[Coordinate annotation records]
========

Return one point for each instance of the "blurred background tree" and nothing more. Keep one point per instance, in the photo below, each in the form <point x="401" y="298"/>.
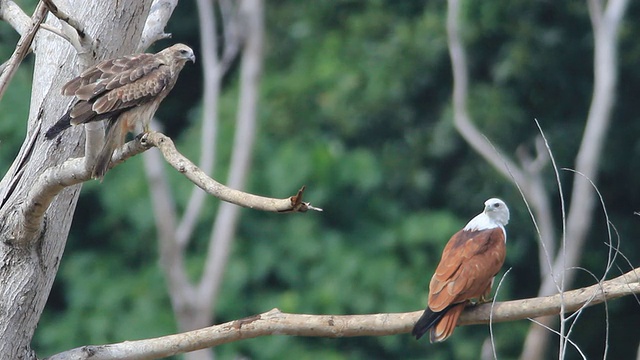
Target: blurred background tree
<point x="356" y="104"/>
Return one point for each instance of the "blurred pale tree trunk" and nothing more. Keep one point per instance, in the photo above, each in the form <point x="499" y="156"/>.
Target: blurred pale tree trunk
<point x="30" y="251"/>
<point x="558" y="256"/>
<point x="194" y="302"/>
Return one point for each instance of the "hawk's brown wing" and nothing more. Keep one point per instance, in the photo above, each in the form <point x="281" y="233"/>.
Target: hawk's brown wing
<point x="469" y="262"/>
<point x="113" y="86"/>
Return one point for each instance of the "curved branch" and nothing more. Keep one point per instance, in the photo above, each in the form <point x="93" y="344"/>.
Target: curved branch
<point x="30" y="212"/>
<point x="200" y="179"/>
<point x="275" y="322"/>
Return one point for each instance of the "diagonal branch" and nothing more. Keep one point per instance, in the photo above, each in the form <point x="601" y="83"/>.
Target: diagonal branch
<point x="200" y="179"/>
<point x="275" y="322"/>
<point x="29" y="214"/>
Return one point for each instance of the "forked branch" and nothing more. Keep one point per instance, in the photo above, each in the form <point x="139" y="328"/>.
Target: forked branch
<point x="275" y="322"/>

========

STATED GOAL:
List each line of the rows above that contains the word "trunk", copying every such line in full.

EXERCISE RESPONSE:
Return one point for each instance of the "blurred pale tree trunk" and nothing more. Keep one point per instance, in the photo above, each in the form <point x="499" y="156"/>.
Target: blurred pale tree trunk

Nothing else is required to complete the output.